→ WRITTEN PROBLEM
Repeat the listing in full, exactly as it stands.

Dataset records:
--*--
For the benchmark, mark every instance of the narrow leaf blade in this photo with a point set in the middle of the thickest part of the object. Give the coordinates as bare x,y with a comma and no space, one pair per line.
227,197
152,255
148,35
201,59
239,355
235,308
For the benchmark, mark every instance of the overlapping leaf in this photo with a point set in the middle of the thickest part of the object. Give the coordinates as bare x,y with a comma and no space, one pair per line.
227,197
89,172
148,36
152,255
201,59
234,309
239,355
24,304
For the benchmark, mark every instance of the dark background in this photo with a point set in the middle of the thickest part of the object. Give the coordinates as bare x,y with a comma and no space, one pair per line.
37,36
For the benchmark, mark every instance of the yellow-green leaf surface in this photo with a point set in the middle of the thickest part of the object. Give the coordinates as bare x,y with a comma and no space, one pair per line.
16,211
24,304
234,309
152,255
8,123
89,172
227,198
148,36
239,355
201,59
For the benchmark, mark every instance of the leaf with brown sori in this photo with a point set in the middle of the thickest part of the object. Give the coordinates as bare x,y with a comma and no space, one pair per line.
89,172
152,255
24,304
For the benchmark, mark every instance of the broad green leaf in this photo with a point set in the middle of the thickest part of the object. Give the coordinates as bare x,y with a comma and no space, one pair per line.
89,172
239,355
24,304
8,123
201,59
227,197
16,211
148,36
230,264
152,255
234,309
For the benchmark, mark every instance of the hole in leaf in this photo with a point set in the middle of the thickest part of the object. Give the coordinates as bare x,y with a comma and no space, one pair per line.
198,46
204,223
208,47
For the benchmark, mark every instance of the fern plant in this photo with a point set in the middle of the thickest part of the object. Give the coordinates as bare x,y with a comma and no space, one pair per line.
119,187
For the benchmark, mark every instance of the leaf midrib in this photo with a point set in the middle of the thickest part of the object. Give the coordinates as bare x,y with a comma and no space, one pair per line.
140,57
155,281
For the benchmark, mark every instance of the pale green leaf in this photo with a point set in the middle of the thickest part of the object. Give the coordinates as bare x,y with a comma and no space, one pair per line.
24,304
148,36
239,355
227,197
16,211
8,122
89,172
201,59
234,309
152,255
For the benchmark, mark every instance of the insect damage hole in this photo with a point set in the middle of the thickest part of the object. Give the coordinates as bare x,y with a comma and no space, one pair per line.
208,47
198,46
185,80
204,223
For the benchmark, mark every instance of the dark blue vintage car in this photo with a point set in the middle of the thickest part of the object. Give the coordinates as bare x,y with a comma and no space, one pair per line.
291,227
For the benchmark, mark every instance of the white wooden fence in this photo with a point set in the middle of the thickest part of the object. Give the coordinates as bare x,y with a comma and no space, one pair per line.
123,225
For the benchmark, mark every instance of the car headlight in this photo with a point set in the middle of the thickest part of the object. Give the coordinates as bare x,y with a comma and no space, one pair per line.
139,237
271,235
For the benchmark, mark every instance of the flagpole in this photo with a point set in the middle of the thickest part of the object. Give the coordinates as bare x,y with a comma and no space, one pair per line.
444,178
--*--
→ RESULT BELOW
For the benchmark, mark every instance of the narrow leaf blade in this photo with a point set in the middle of the thickest part of the object. Give the coordinates as bare x,y with a comma and no space, one pair per line.
227,197
152,255
148,35
201,59
239,355
235,308
For the benchmark, mark every instance of the overlapping leaf in this photo with a point set in the middle of the thickest part of the object. Give the coordinates as bare x,y with a comma and no space, one pair per line.
227,197
89,172
148,36
152,255
201,59
234,309
239,355
24,304
For the benchmark, mark every instance of the dark background in this photo with a point set in the middle of the thickest part of the object. Give the coordinates as bare x,y with a comma and no space, one pair per line.
37,36
For the benchmark, mark every instance of the yellow-green leaf surface in this photo with a point set in the middle of the thickest part of the object. Give the coordinates as bare x,y with a comma and no space, one pair per line.
16,211
24,304
234,309
152,255
8,123
89,172
227,198
148,36
239,355
201,59
For the benchmark, mark every instance of the leaf with brown sori in this photo with a point set in the middle of the thickest part of the object. Give the coordinates as bare x,y with a comma and no space, one pair per line.
89,172
152,255
24,304
For the benchmark, mark every instance of the broad green leaf in this photo with a point set in the middle of the thickest part of the object. Give the coordinates as bare x,y with a comma and no space, one pair per line.
89,172
239,355
24,304
8,123
201,59
227,197
16,211
148,36
230,264
152,255
234,309
For the benchmark, mark every instance of the hole in leaf in this photo with a point set in the middle of the thickest part of the object. Give the coordinates as bare x,y with a comma and no space, one pair per line.
198,46
204,223
208,47
For the benchmark, mark every instance of the fern plant in this photo with a point set in the middle of the thickest part of the object. Give the coordinates as bare x,y with a comma and no space, one pair per line.
119,187
For the benchmark, mark every instance of the leaf midrib in this photo with a point set in the middle of the thickest part of the object. Give the coordinates as bare x,y with a comma and no space, one pair per line.
140,57
155,281
For the benchmark, mark every instance of the pale green leaf in this photo with a point set in the middle of the thickest part of the object. Give the coordinates as bare x,y with a comma and no space, one pair per line.
24,304
148,36
239,355
227,197
16,211
8,122
89,172
201,59
234,309
152,255
For the benchmark, mark every instance of the insect damage hole in this photo with a point set in the middle of the thickest part of the object. Give the coordinates as bare x,y with a comma and no space, one pair per line.
208,47
198,46
185,80
204,223
For the benchmark, mark every instance of the dark blue vintage car in this photo with a point set in the middle of the thickest part of the object. Give the coordinates as bare x,y with a comma and no space, one pair per line.
291,227
For the benchmark, mark every instance of the white wooden fence in this photo with a point set in the middle of the thickest part of the object. Give the coordinates as bare x,y with a comma and no space, one pair per line.
123,225
For the benchmark, mark every instance of the car headlight in this photo with a point set in the middle of the thickest part of the object. Give the coordinates as bare x,y with a comma and no space, one pair per line.
139,237
271,235
For the benchmark, mark every instance of the flagpole in this photo with a point set in the middle of the thickest part of the object. Give the coordinates as bare x,y with a comma and no space, one pair per line.
444,178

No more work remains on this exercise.